* **Directive**:
In the items below, locate every line that contains the word "negative" and copy each of those lines. Only matches with the same capitalization count.

* **Material provided**:

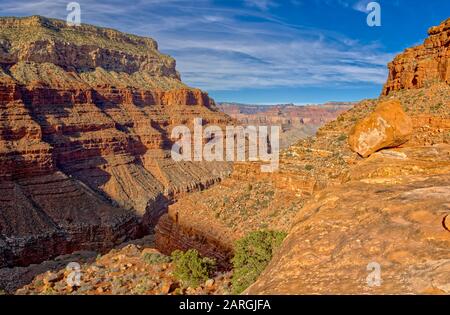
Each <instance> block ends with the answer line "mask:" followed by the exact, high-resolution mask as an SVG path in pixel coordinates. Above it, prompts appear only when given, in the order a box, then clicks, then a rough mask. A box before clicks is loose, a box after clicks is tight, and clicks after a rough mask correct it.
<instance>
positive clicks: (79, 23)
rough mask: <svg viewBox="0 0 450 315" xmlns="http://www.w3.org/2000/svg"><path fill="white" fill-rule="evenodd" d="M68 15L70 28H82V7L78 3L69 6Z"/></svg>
mask: <svg viewBox="0 0 450 315" xmlns="http://www.w3.org/2000/svg"><path fill="white" fill-rule="evenodd" d="M66 9H67V11H70V13H69V14H67V18H66V22H67V25H69V26H80V25H81V6H80V4H79V3H78V2H70V3H68V4H67V8H66Z"/></svg>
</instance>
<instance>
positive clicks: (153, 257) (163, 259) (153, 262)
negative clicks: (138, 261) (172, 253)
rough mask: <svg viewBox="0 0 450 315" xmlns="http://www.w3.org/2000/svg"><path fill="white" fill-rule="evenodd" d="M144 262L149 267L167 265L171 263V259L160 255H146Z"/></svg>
mask: <svg viewBox="0 0 450 315" xmlns="http://www.w3.org/2000/svg"><path fill="white" fill-rule="evenodd" d="M142 260H143V261H145V262H146V263H147V264H149V265H157V264H165V263H169V262H170V257H168V256H166V255H163V254H160V253H145V254H144V255H142Z"/></svg>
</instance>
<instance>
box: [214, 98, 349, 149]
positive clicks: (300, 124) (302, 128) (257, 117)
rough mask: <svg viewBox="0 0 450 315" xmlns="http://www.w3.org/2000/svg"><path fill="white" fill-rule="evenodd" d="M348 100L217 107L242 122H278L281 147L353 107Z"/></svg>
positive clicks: (251, 125) (251, 124) (287, 145)
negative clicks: (328, 101) (280, 131)
mask: <svg viewBox="0 0 450 315" xmlns="http://www.w3.org/2000/svg"><path fill="white" fill-rule="evenodd" d="M353 105H354V103H351V102H330V103H325V104H320V105H294V104H280V105H250V104H239V103H218V104H217V107H218V109H219V110H220V111H222V112H224V113H225V114H227V115H228V116H230V117H231V118H233V119H235V120H236V121H237V122H238V123H239V124H240V125H243V126H274V125H276V126H280V127H281V133H280V148H281V149H287V148H288V147H289V146H291V145H292V144H294V143H296V142H297V141H299V140H301V139H304V138H306V137H309V136H313V135H314V134H315V133H316V131H317V129H318V128H320V127H321V126H323V125H324V124H326V123H328V122H330V121H332V120H334V119H336V118H337V117H338V116H339V115H340V114H342V113H343V112H345V111H347V110H349V109H350V108H352V106H353Z"/></svg>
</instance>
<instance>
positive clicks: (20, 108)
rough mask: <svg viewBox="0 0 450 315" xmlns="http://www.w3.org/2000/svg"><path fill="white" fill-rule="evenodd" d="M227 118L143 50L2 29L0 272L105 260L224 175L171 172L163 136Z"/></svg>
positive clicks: (6, 28) (186, 163) (139, 45)
mask: <svg viewBox="0 0 450 315" xmlns="http://www.w3.org/2000/svg"><path fill="white" fill-rule="evenodd" d="M195 117H201V118H203V120H204V121H206V123H214V124H224V123H225V122H227V121H228V118H227V116H226V115H224V114H220V113H218V112H217V110H216V109H215V105H214V102H213V101H212V100H211V99H210V98H209V97H208V95H207V94H206V93H204V92H202V91H200V90H197V89H191V88H189V87H187V86H186V85H184V84H183V83H182V82H181V81H180V77H179V74H178V73H177V72H176V70H175V61H174V60H173V59H172V58H170V57H168V56H165V55H163V54H161V53H160V52H159V51H158V50H157V45H156V42H155V41H153V40H152V39H148V38H142V37H138V36H133V35H128V34H122V33H120V32H118V31H115V30H109V29H103V28H98V27H94V26H88V25H83V26H81V27H68V26H66V25H65V23H64V22H62V21H57V20H52V19H46V18H42V17H30V18H21V19H18V18H0V195H1V197H0V267H2V266H11V265H26V264H29V263H33V262H38V261H40V260H42V259H45V258H48V257H51V256H56V255H59V254H62V253H67V252H71V251H74V250H78V249H87V248H95V249H106V248H108V247H111V246H112V245H113V244H116V243H119V242H122V241H124V240H126V239H129V238H133V237H136V236H139V235H140V234H141V233H143V232H145V230H146V229H148V228H151V226H152V224H153V223H154V221H155V219H156V218H157V217H159V215H160V214H161V212H163V211H164V210H165V208H166V206H167V204H168V203H169V202H170V199H171V197H172V196H173V195H174V194H176V193H179V192H185V191H191V190H195V189H200V188H203V187H205V186H207V185H210V184H211V183H214V182H215V181H218V180H220V178H221V177H222V176H223V175H224V174H226V173H227V172H228V167H229V166H228V165H227V164H220V163H209V164H206V163H188V162H185V163H175V162H174V161H172V159H171V158H170V152H169V150H170V148H171V145H172V143H171V139H170V138H169V137H170V131H171V128H172V127H173V126H174V125H179V124H185V123H189V122H190V121H192V119H193V118H195Z"/></svg>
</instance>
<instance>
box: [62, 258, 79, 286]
mask: <svg viewBox="0 0 450 315" xmlns="http://www.w3.org/2000/svg"><path fill="white" fill-rule="evenodd" d="M66 270H67V271H69V274H68V275H67V279H66V283H67V285H68V286H70V287H79V286H80V285H81V266H80V264H79V263H77V262H71V263H69V264H68V265H67V267H66Z"/></svg>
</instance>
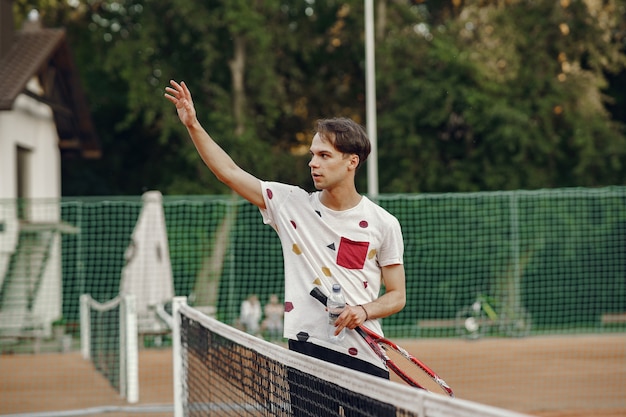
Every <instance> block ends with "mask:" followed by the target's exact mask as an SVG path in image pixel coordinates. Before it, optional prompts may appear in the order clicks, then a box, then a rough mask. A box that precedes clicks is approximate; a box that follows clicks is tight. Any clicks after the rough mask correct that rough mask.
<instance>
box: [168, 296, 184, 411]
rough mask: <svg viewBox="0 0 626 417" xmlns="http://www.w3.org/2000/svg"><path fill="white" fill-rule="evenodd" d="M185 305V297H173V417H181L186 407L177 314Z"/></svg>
mask: <svg viewBox="0 0 626 417" xmlns="http://www.w3.org/2000/svg"><path fill="white" fill-rule="evenodd" d="M184 305H187V297H174V300H173V301H172V318H173V321H174V323H173V324H174V326H173V327H172V353H173V355H174V357H173V361H172V363H173V364H174V369H173V375H174V417H183V416H184V411H185V406H186V405H187V404H186V403H187V397H186V396H185V394H184V392H183V357H182V352H183V349H182V343H181V340H180V325H181V320H180V315H179V314H178V312H179V310H180V307H181V306H184Z"/></svg>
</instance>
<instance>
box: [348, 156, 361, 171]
mask: <svg viewBox="0 0 626 417" xmlns="http://www.w3.org/2000/svg"><path fill="white" fill-rule="evenodd" d="M358 167H359V155H357V154H355V153H353V154H351V155H350V169H354V170H356V169H357V168H358Z"/></svg>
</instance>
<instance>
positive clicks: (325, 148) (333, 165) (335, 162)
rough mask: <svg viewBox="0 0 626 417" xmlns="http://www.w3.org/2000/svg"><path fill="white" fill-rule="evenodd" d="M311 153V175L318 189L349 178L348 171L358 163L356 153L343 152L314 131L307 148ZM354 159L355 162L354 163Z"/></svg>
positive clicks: (342, 180)
mask: <svg viewBox="0 0 626 417" xmlns="http://www.w3.org/2000/svg"><path fill="white" fill-rule="evenodd" d="M309 151H310V153H311V161H310V162H309V167H310V168H311V177H312V178H313V183H314V184H315V188H316V189H318V190H324V189H332V188H334V187H335V186H337V185H338V184H341V183H342V182H343V181H345V180H346V179H349V178H351V177H350V176H348V173H350V172H351V171H353V170H354V169H355V168H356V164H358V157H357V156H356V155H347V154H344V153H342V152H340V151H338V150H337V149H335V147H334V146H333V145H332V144H331V143H330V141H328V140H324V139H322V138H321V137H320V135H319V133H316V134H315V136H314V137H313V142H312V143H311V147H310V149H309ZM355 160H356V163H355Z"/></svg>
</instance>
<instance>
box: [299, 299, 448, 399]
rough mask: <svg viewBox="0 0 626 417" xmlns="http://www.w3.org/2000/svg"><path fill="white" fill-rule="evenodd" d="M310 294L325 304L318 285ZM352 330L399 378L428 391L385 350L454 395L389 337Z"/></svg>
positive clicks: (433, 374)
mask: <svg viewBox="0 0 626 417" xmlns="http://www.w3.org/2000/svg"><path fill="white" fill-rule="evenodd" d="M310 295H311V296H312V297H313V298H315V299H316V300H318V301H319V302H320V303H322V304H323V305H326V302H327V299H328V297H327V296H326V295H325V294H324V293H323V292H322V290H320V289H319V287H315V288H313V289H312V290H311V292H310ZM354 331H355V332H357V333H358V334H359V336H361V337H362V338H363V339H364V340H365V342H366V343H367V344H368V346H369V347H370V348H371V349H372V350H373V351H374V353H376V355H377V356H378V357H379V358H380V359H381V360H382V361H383V363H384V364H385V366H386V367H387V368H388V369H390V370H391V371H393V373H395V374H396V375H398V377H400V379H402V380H403V381H404V382H406V383H407V384H409V385H410V386H412V387H415V388H419V389H423V390H425V391H428V390H427V389H426V388H424V386H422V385H421V384H420V383H419V382H417V381H415V380H414V379H413V378H412V377H411V376H409V375H408V374H407V373H406V372H404V371H403V370H402V369H401V368H400V367H399V366H398V365H397V364H396V363H395V362H394V361H393V360H392V359H391V358H390V357H389V355H387V352H386V350H387V349H391V350H393V351H394V352H397V353H398V354H400V355H401V356H402V357H404V358H405V359H406V360H407V361H409V362H411V363H412V364H413V365H415V366H417V367H418V368H419V369H421V370H422V371H423V372H424V373H425V374H426V375H428V376H429V377H430V378H431V379H432V380H433V381H435V383H437V385H438V386H439V387H440V388H441V389H442V390H443V391H444V393H445V394H446V395H448V396H450V397H454V392H453V391H452V388H450V386H449V385H448V384H447V383H446V382H445V381H444V380H443V379H442V378H441V377H439V375H437V374H436V373H435V372H434V371H433V370H432V369H430V368H429V367H428V366H427V365H426V364H425V363H424V362H422V361H420V360H419V359H417V358H416V357H415V356H413V355H411V354H410V353H409V352H408V351H407V350H406V349H404V348H402V347H401V346H399V345H397V344H396V343H394V342H392V341H391V340H389V339H386V338H384V337H382V336H380V335H379V334H377V333H376V332H374V331H372V330H370V329H368V328H367V327H365V326H357V327H355V328H354Z"/></svg>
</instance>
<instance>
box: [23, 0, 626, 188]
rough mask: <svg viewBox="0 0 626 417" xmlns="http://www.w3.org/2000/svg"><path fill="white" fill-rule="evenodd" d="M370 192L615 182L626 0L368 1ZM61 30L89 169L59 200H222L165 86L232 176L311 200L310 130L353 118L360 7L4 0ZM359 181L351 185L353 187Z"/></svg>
mask: <svg viewBox="0 0 626 417" xmlns="http://www.w3.org/2000/svg"><path fill="white" fill-rule="evenodd" d="M376 4H377V7H376V11H377V19H378V20H377V23H378V25H377V37H376V64H377V68H376V75H377V105H378V149H379V164H378V166H379V177H380V180H379V182H380V191H381V192H383V193H395V192H444V191H474V190H499V189H517V188H544V187H568V186H600V185H611V184H622V183H623V181H624V180H623V178H625V174H626V167H624V163H623V161H624V160H625V156H626V155H624V153H625V152H626V146H625V145H626V137H625V134H624V129H623V123H624V121H625V120H624V113H623V108H624V106H623V104H624V93H623V86H624V80H625V78H626V76H625V75H624V74H626V71H625V68H626V55H625V52H626V26H625V23H624V21H623V19H622V17H623V16H624V15H626V1H625V0H606V1H602V2H599V1H593V0H560V1H557V2H555V1H553V0H539V1H537V0H535V1H528V0H508V1H505V0H491V1H488V0H482V1H469V0H468V1H462V0H451V1H442V2H429V1H401V0H380V1H377V3H376ZM33 6H34V7H36V8H37V9H39V11H40V15H41V17H42V20H43V21H44V23H45V25H47V26H51V27H57V26H63V27H66V28H67V30H68V38H69V42H70V45H71V47H72V50H73V52H74V56H75V60H76V63H77V66H78V67H79V70H80V72H81V77H82V81H83V84H84V89H85V91H86V94H87V96H88V98H89V102H90V109H91V111H92V114H93V117H94V120H95V123H96V126H97V129H98V134H99V136H100V138H101V140H102V143H103V148H104V157H103V159H102V160H100V161H97V162H93V161H91V162H85V161H66V162H64V168H63V169H64V172H63V187H64V194H66V195H86V194H138V193H141V192H142V191H143V190H145V189H160V190H161V191H163V192H164V193H167V194H204V193H222V192H226V191H227V190H226V188H225V187H224V186H223V185H222V184H220V183H219V182H218V181H217V180H216V179H215V178H214V177H213V176H212V175H211V173H210V172H209V171H208V170H207V169H206V168H205V167H204V166H203V165H202V162H201V161H200V159H199V158H198V156H197V154H196V152H195V150H194V148H193V145H192V144H191V142H190V141H189V139H188V136H187V133H186V131H185V130H184V128H183V127H182V126H181V125H180V123H179V122H178V120H177V117H176V114H175V112H174V110H173V108H172V106H171V104H170V103H169V102H167V101H166V100H164V99H163V90H164V87H165V86H166V85H167V83H168V80H169V79H176V80H185V81H186V82H187V84H188V85H189V86H190V88H191V91H192V94H193V95H194V100H195V102H196V107H197V110H198V114H199V118H200V120H201V122H202V123H203V125H204V126H205V127H206V128H207V130H208V131H209V132H210V133H211V134H212V136H214V137H215V138H216V139H217V140H218V142H219V143H220V144H221V145H222V146H223V147H224V148H225V149H226V150H227V151H228V152H229V153H230V154H231V155H232V156H233V158H234V159H235V160H236V161H237V162H238V163H240V164H241V165H242V166H243V167H245V168H246V169H248V170H250V171H252V172H253V173H254V174H255V175H257V176H259V177H260V178H264V179H272V180H274V179H275V180H280V181H287V182H291V183H295V184H299V185H302V186H304V187H305V188H308V189H310V188H311V183H310V178H309V170H308V167H307V156H306V155H307V154H308V141H309V140H310V138H311V130H312V127H313V123H314V121H315V120H316V119H318V118H323V117H332V116H347V117H352V118H354V119H355V120H357V121H358V122H360V123H365V122H366V120H365V109H364V107H365V106H364V102H365V94H366V91H365V65H364V23H363V21H364V19H363V14H364V7H363V1H362V0H345V1H336V0H316V1H314V0H307V1H302V2H287V1H284V0H264V1H260V0H253V1H245V0H229V1H226V0H209V1H204V2H189V1H186V0H159V1H156V0H116V1H114V0H81V1H79V0H73V1H61V0H56V1H55V0H37V1H27V0H16V1H15V10H16V15H17V17H18V22H19V21H20V20H21V19H23V18H24V16H25V15H26V14H27V13H28V11H29V10H30V8H31V7H33ZM363 177H364V176H363V175H361V177H359V179H358V184H359V188H360V189H361V190H364V189H365V178H363Z"/></svg>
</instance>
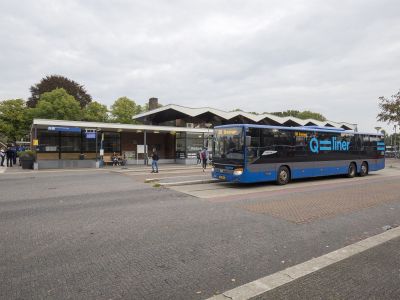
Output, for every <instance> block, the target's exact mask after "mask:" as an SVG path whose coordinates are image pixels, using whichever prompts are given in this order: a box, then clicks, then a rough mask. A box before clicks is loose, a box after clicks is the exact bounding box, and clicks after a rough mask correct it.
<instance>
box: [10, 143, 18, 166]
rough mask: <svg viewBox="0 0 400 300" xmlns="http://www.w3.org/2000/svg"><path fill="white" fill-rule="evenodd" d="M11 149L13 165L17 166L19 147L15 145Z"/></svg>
mask: <svg viewBox="0 0 400 300" xmlns="http://www.w3.org/2000/svg"><path fill="white" fill-rule="evenodd" d="M11 150H12V152H13V165H14V166H15V165H16V164H17V147H16V146H15V145H13V147H12V148H11Z"/></svg>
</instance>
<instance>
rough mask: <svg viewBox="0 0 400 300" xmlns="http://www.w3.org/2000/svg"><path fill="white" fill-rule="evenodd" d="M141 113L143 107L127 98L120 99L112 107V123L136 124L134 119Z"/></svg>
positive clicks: (115, 102) (116, 101)
mask: <svg viewBox="0 0 400 300" xmlns="http://www.w3.org/2000/svg"><path fill="white" fill-rule="evenodd" d="M141 112H142V108H141V106H140V105H137V104H136V103H135V101H133V100H131V99H129V98H127V97H121V98H118V99H117V100H116V101H115V102H114V104H113V105H112V106H111V116H112V121H113V122H117V123H124V124H134V123H135V121H134V120H132V117H133V116H134V115H137V114H139V113H141Z"/></svg>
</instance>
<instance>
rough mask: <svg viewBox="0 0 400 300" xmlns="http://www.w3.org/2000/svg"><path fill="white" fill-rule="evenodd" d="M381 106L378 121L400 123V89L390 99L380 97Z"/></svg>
mask: <svg viewBox="0 0 400 300" xmlns="http://www.w3.org/2000/svg"><path fill="white" fill-rule="evenodd" d="M379 108H380V109H381V112H380V113H379V114H378V117H377V118H378V121H382V122H388V123H394V124H396V125H397V124H400V91H399V92H397V94H395V95H392V96H391V97H390V99H388V98H385V97H383V96H382V97H379Z"/></svg>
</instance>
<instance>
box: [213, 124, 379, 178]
mask: <svg viewBox="0 0 400 300" xmlns="http://www.w3.org/2000/svg"><path fill="white" fill-rule="evenodd" d="M213 140H214V143H213V154H212V159H213V169H212V176H213V177H214V178H217V179H220V180H224V181H229V182H240V183H252V182H263V181H276V183H277V184H279V185H284V184H287V183H288V182H289V181H290V180H292V179H298V178H307V177H317V176H330V175H340V174H344V175H347V177H350V178H351V177H354V176H356V175H357V174H358V175H359V176H365V175H367V174H368V172H369V171H377V170H380V169H383V168H384V167H385V143H384V139H383V136H382V135H381V134H373V133H358V132H354V131H349V130H344V129H341V128H334V127H318V126H303V127H283V126H269V125H251V124H240V125H237V124H235V125H223V126H216V127H215V128H214V138H213Z"/></svg>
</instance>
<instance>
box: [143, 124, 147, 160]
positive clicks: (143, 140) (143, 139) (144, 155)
mask: <svg viewBox="0 0 400 300" xmlns="http://www.w3.org/2000/svg"><path fill="white" fill-rule="evenodd" d="M143 147H144V165H145V166H147V163H148V160H147V132H146V130H143Z"/></svg>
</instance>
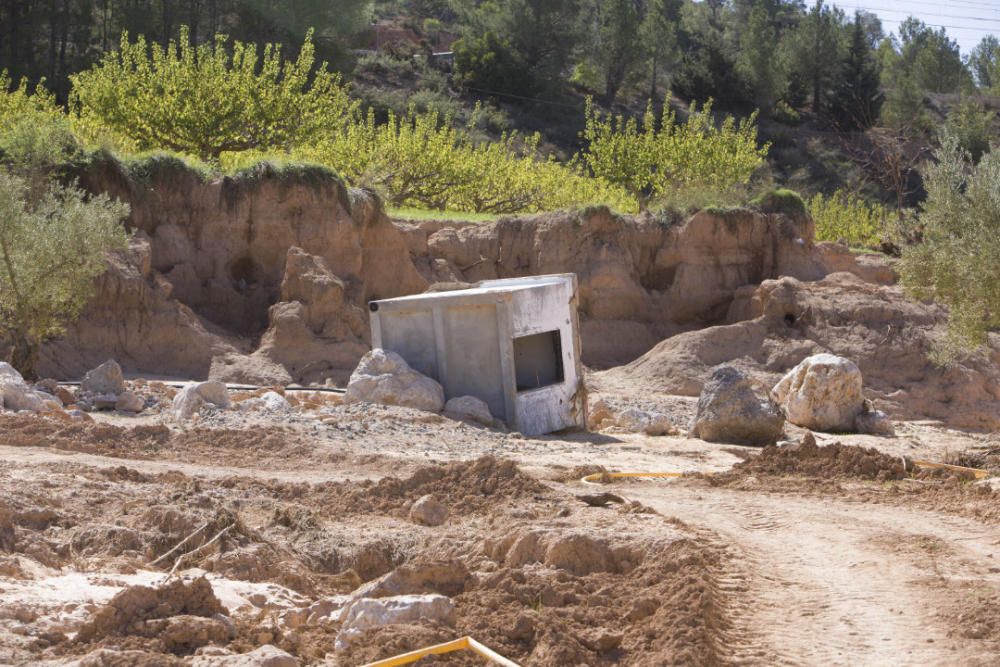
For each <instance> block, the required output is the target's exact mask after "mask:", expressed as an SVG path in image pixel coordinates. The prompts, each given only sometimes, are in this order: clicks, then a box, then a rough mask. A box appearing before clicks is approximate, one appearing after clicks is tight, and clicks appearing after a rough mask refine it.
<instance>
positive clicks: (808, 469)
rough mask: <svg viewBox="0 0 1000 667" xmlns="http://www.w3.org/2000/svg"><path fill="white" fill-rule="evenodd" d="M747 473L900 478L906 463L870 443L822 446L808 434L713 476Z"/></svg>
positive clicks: (761, 454) (732, 477)
mask: <svg viewBox="0 0 1000 667" xmlns="http://www.w3.org/2000/svg"><path fill="white" fill-rule="evenodd" d="M750 475H805V476H808V477H823V478H831V477H859V478H862V479H877V480H890V479H903V478H904V477H906V475H907V471H906V463H905V462H904V461H903V460H902V459H901V458H900V457H898V456H890V455H888V454H883V453H882V452H880V451H878V450H877V449H874V448H871V447H857V446H854V445H843V444H841V443H839V442H835V443H832V444H829V445H824V446H822V447H820V446H818V445H817V444H816V440H815V439H814V438H813V437H812V435H807V436H806V437H805V438H803V442H802V444H800V445H793V446H790V447H774V446H772V447H765V448H764V449H763V450H762V451H761V453H760V455H759V456H755V457H753V458H751V459H748V460H746V461H743V462H742V463H738V464H736V465H735V466H734V467H733V469H732V471H731V472H729V473H727V474H725V475H719V476H717V477H716V478H714V479H716V480H719V481H722V482H729V481H732V480H733V479H742V478H746V477H748V476H750Z"/></svg>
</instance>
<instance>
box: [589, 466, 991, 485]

* **Answer to this exercise**:
negative clicks: (138, 261) (172, 253)
negative clicks: (328, 101) (280, 131)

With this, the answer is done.